Recast the lines as a JSON list of strings, one string per line with blank lines left out. Begin at the line that contains "Expected: one point per instance of the rhinoceros head" and stop at the end of the records.

********************

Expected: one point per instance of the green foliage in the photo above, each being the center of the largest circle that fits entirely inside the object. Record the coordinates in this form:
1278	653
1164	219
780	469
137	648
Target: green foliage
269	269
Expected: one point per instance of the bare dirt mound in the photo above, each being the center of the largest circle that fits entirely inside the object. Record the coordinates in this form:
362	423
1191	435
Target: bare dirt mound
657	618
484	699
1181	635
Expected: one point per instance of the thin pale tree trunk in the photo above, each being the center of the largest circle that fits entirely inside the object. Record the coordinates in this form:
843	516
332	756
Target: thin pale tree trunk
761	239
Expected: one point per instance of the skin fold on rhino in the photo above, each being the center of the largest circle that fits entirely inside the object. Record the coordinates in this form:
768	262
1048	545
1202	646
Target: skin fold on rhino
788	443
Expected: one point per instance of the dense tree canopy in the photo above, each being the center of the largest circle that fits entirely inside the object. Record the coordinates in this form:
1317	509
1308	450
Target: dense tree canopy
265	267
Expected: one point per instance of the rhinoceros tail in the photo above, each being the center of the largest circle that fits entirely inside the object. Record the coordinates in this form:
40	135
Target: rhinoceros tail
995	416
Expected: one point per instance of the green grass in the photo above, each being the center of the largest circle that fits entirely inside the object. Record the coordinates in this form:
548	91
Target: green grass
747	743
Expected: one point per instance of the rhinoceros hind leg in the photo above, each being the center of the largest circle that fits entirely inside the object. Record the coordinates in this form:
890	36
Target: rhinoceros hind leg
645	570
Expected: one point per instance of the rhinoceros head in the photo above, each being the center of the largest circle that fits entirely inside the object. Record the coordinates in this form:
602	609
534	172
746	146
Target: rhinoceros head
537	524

********************

Reply to the exercise »
[
  "Expected: one point per instance of the rhinoceros head in the photo above, each being the center of the largest circle that fits entirely inside the object. Record the coordinates in this form:",
  "602\t609",
  "534\t172",
  "746\t146",
  "Target: rhinoceros head",
  "537\t524"
]